# WHAT IS REQUIRED:
Restate the entries below in full, exactly as they read, but without pictures.

Photo-based referring expression data:
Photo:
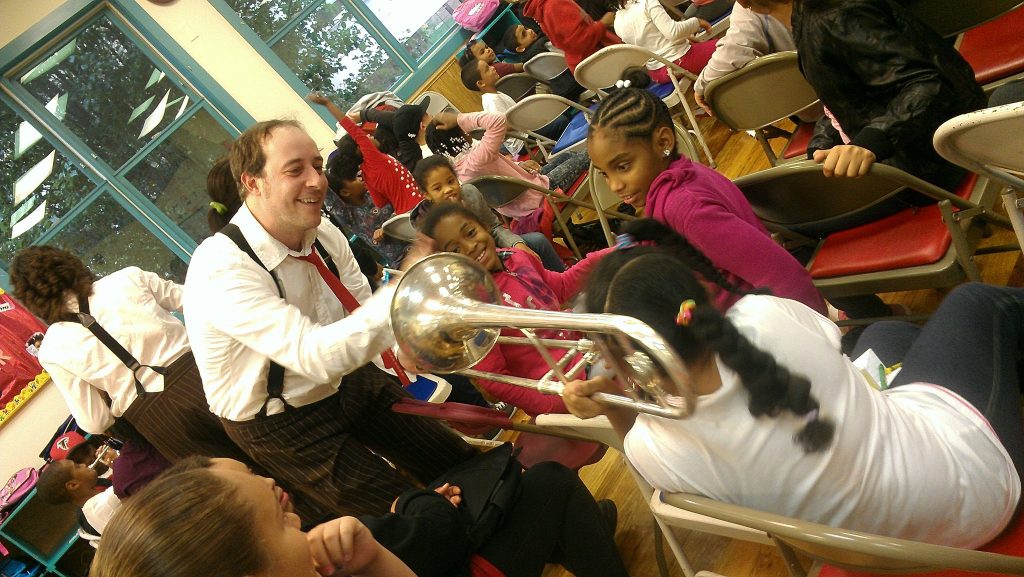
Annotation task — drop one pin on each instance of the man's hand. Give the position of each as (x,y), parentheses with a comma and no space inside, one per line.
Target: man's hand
(342,546)
(530,166)
(845,160)
(317,98)
(698,98)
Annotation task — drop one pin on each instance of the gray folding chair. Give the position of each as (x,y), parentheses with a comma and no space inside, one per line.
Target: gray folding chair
(768,89)
(605,200)
(516,85)
(988,142)
(851,549)
(600,71)
(536,112)
(924,247)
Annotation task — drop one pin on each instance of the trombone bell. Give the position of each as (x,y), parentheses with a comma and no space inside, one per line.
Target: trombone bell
(445,318)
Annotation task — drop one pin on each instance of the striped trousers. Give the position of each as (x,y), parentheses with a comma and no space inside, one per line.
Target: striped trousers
(177,421)
(329,454)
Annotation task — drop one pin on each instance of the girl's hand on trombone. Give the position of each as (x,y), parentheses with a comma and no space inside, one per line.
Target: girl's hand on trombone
(577,397)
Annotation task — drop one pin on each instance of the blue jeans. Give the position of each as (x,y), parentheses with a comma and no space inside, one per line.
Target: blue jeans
(543,247)
(972,345)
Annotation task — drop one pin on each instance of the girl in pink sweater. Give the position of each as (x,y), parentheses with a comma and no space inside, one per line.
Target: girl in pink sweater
(524,283)
(633,145)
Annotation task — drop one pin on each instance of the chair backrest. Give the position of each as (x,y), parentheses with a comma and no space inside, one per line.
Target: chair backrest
(399,227)
(438,102)
(600,70)
(537,111)
(987,141)
(516,85)
(764,91)
(799,196)
(949,17)
(546,66)
(852,549)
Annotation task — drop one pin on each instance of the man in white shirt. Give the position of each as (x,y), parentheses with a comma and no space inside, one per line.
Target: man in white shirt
(272,341)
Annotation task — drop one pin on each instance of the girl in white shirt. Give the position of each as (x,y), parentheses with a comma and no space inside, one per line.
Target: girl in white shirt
(645,23)
(784,422)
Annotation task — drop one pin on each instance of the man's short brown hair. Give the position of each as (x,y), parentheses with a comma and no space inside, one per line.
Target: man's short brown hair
(248,156)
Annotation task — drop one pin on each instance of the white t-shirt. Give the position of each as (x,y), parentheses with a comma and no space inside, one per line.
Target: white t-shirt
(501,102)
(645,23)
(915,461)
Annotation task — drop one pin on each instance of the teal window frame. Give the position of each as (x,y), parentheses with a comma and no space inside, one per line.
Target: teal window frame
(111,182)
(418,70)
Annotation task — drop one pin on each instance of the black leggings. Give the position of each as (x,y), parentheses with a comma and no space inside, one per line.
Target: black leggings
(555,520)
(972,345)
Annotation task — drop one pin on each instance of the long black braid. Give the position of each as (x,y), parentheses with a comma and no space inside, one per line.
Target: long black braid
(652,284)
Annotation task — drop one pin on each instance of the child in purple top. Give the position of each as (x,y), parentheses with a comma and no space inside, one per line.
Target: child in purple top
(633,145)
(524,283)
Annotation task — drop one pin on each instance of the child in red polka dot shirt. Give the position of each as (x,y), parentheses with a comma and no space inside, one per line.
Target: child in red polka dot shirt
(386,179)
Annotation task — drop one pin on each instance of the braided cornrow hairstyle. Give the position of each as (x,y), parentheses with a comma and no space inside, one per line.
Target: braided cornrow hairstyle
(634,113)
(652,285)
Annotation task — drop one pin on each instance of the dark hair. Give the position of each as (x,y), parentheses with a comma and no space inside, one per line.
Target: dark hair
(223,191)
(448,141)
(51,486)
(467,52)
(597,8)
(470,75)
(509,41)
(428,165)
(439,211)
(635,113)
(651,285)
(190,523)
(343,165)
(44,275)
(248,156)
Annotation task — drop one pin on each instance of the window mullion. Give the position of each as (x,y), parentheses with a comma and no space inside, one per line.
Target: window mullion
(380,33)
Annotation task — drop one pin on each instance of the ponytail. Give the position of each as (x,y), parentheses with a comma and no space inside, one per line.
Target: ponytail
(650,284)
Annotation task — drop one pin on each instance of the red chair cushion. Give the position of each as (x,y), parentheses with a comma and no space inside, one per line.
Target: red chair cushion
(1010,542)
(995,49)
(909,238)
(798,145)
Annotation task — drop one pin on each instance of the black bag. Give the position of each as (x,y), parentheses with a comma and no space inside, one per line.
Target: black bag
(489,484)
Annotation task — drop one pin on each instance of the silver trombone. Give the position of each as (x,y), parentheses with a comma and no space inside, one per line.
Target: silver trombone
(445,319)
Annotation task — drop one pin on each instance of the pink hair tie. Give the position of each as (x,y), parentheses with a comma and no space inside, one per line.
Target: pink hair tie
(685,313)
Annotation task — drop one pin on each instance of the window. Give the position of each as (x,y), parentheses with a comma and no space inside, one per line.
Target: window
(346,48)
(103,151)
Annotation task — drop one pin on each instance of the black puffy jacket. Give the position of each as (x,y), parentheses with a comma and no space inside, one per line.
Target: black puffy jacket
(888,78)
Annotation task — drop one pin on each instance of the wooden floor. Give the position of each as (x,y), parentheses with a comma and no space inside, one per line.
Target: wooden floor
(738,154)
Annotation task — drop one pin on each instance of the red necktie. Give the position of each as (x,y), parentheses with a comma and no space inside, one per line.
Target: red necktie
(350,304)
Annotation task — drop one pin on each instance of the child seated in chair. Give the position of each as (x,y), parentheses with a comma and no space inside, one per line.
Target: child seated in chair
(478,76)
(522,43)
(477,49)
(785,423)
(449,135)
(438,182)
(524,283)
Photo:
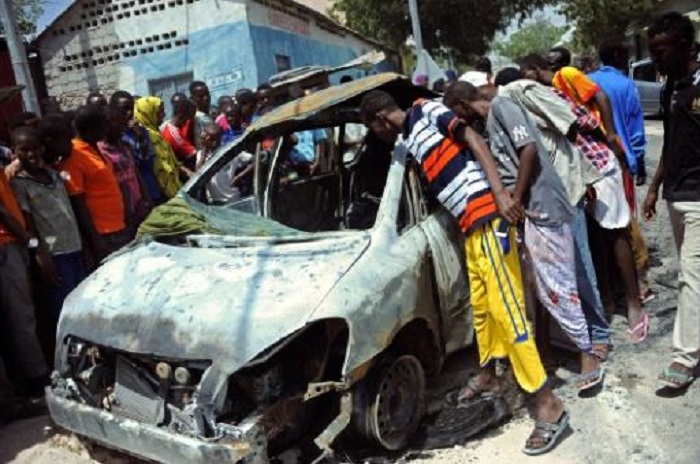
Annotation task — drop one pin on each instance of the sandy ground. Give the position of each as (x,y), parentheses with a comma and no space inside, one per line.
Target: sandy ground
(631,420)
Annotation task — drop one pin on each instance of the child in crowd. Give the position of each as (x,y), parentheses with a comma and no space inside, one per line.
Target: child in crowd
(136,202)
(93,187)
(49,217)
(231,123)
(16,305)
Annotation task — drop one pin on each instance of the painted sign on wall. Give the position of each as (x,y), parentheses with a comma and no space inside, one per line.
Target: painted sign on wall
(226,80)
(288,23)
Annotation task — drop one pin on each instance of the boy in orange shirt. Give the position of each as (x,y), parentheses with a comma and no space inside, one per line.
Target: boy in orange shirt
(93,187)
(16,305)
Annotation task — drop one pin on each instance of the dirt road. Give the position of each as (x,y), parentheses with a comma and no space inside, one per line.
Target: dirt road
(629,421)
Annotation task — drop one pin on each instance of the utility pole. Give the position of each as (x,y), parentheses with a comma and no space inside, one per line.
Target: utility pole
(415,23)
(18,56)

# WRITTEN REPLY:
Photo:
Annotation task — drop one pin on each instance of the man's hand. Give the position of each as (x,y), parentheses with a comma and no space inside, one per line.
Target: man's hand
(342,546)
(530,166)
(845,160)
(317,98)
(698,98)
Annotation task — drop one pin on each instance of the gray folding chair. Give the position of each as (x,y), parentheses with a comma and no space inside, one per line.
Target: gray folding chair
(768,89)
(605,200)
(516,85)
(988,142)
(851,549)
(600,71)
(536,112)
(924,247)
Annotation task — drop one pin on each instance of the trombone bell. Give the position of each as (x,y), parentheses with a comma and no space inside, one per line.
Target: trombone bell
(445,318)
Annotation task — drop one pin on each instance of the striped trousers. Give the position of each as (x,y), parentheses with a comma and no space inside, one per line.
Target: striped trousers
(177,421)
(329,454)
Annotation task — drop one pin on each instance of the girl's hand on trombone. Give the position of each as (x,y), parentheses with a comma and no space inside, one per line.
Target: girl's hand on trombone
(577,397)
Annotation task — drop one pin on each instance of the blue jeans. Give the position of each as (x,y), parentheses with a comma and no space inside, one per line.
Target: blue jeans
(543,247)
(972,345)
Annotation task — drop one pin on each instance of the girl in pink sweater. Give the position of each as (x,y), parentheses with a comma and no space inside, one per line.
Target: girl in pink sweater
(524,283)
(633,145)
Annotation task — drop one pin on each instance of the chair backrest. Give the position of each as (x,y), parentheses with a comma and no space inside, one per line.
Target: chair backrest
(399,227)
(438,102)
(600,70)
(537,111)
(987,141)
(516,85)
(764,91)
(799,196)
(949,17)
(546,66)
(852,549)
Annotation task — drop one pin on each instance of the man in white shirt. Give the position of each as (x,y), parentheses with a comma and no space inside, one per line.
Target: man in white shirt
(272,341)
Annotation task — drop one pin on each instance of the girl in white shirt. Give the position of each as (x,y), parentheses with a comma and no space inside, one per line.
Target: girl in white shirt
(645,23)
(784,422)
Annotation task — drop one pin on each instance of the man's short brown hair. Give the position of each as (x,y), parentheses with a comma and no space inside, one per line.
Target: man's short brown hair
(248,156)
Annotation task — drop one pin on each instance of the white t-shirt. Give the position of each as (x,y), parentheses with a comma and no space inside, one per line.
Target: white t-shirt
(501,102)
(645,23)
(915,461)
Annotation task — drop one pin on each instance of the teal window frame. Give the position of each as (x,y), parentheses with a comma and no space inside, one per line.
Target: teal window frame
(111,182)
(418,70)
Annotation task — drop one pin on each instance of the black leggings. Give the position of each as (x,y), parentheses with a comma and no space inside, one per line.
Target: black leggings
(555,520)
(972,345)
Annotation task — drop one pin on each instance of the long black braid. Give the position of each as (x,y), parentheses with a comma and no space inside, one per line.
Target: long black braid
(652,284)
Annotation task — drop one pin on each instance of the child in purple top. Give the position of each as (x,y), parentheses with a comma and no space inside, one per line.
Target: child in purple top
(633,145)
(524,283)
Annotation task — drop one pin on each instance of the child in red polka dot shirt. Give the position of each as (x,y), parentheses with a comma and no space inside, one per line.
Target: child in red polka dot shirt
(386,179)
Annotation task — drop one pin on each instance of the braided cornrow hairstyle. Give the position of each as (x,y), parentheses with a comma and no space inside, one per line.
Target: braided cornrow hairstyle
(634,113)
(652,285)
Annotation task — drop one pin on each instance of the dark hair. Give the position of each as (x,y), parentheses with a comma and no space inside, one per line.
Target: dark hair
(223,191)
(448,141)
(51,486)
(467,52)
(597,8)
(470,75)
(509,41)
(428,165)
(439,211)
(635,113)
(651,285)
(190,523)
(343,165)
(44,275)
(248,156)
Annotation task — drop one pin on each instance of the window mullion. Give the position of each as (x,y), parentheses with a comma and no space inside, one per line.
Target: window mullion
(380,33)
Annotation task — drop one pin on each instance of the ponytail. Give the position of each as (x,y), parentheses with a comma and no space inside, one per line.
Target: ponytail
(650,284)
Annotation task — drop one pin on each instance of the red chair cushion. Give the position of each as (x,y), parentheses with a comma and no space inside, one per line.
Target: red chair cushion
(1010,542)
(995,49)
(909,238)
(798,145)
Annotation task — drop one pin on each instance of the black bag. Give the position of each as (x,y), parentheses with a comma and no space inside, one per line.
Target: black bag
(489,484)
Annotation task — drop one pin on each instance of the silver trombone. Give the position of each as (x,y), parentheses with a comma and no space inside, one per line.
Target: silver trombone
(445,319)
Annotation task — drop one pin on each instance of the pink hair tie. Give the position of each as (x,y), parentheses with a comma and no space inside, one per line.
Target: pink hair tie
(685,313)
Annotation task — drop one pin on each instance of the window. Give the position of each as (x,y), parentheses with a comma and no space inside, one per line.
Target: window
(346,48)
(103,151)
Annotation task — drop one pin on each instance of the black puffy jacket. Give the position of each as (x,y), parentheses with a comma and no space inside, one per line.
Target: black puffy jacket
(888,78)
Annotation task — drop one pin on each instance of the wooden floor. Give the position of each as (x,y), parentheses with a comma and no space inside, one per line.
Target: wooden floor
(738,154)
Annotation task — drop one pin on each instance of the red necktie. Give the position of each as (x,y), parentheses with a comma and no space inside, one per line.
Target: red necktie
(350,304)
Annotation task — drop one pin on each instance of the child seated in chair. Give the position of each as (x,y), parentheses with a comma and no space inside, one per line.
Target: child seated in chair
(478,76)
(522,43)
(477,49)
(785,423)
(449,135)
(438,182)
(524,283)
Photo:
Annotation task — drop one pin on each instance of the sandy ground. Give the position of each as (x,y), parentheses with a comma and no space inside, one per line.
Target: sandy ground
(631,420)
Annotation task — drop one pin on each instance of the child in crowd. Give the position of each as (x,y), parentheses with a comma and no space inside, one per line.
Target: child in crowd
(136,202)
(93,187)
(49,217)
(231,123)
(16,305)
Annotation task — drop one pin on each instance of the painted sign on wall. Give the position of each as (x,y), parentheses with a comma and no space inside, one per line.
Target: painted sign on wall
(226,80)
(288,23)
Annotation task — drop one pin on each instance of the boy in orange shirt. Give the position of each as (x,y), parentheses with a comma and no space inside, one per line.
Target: boy in orange shirt
(93,187)
(16,305)
Annotation task — drop one pin on each instance of the dirt road. Give the position of each as (x,y), parentheses with a comma and no space inside, one per line.
Target: dirt road
(629,421)
Annotation task — drop one pin on each instance of the utility pole. Give the position of each as (x,y), parentheses with a comma and no space inside, one per line.
Target: utility pole
(415,23)
(18,56)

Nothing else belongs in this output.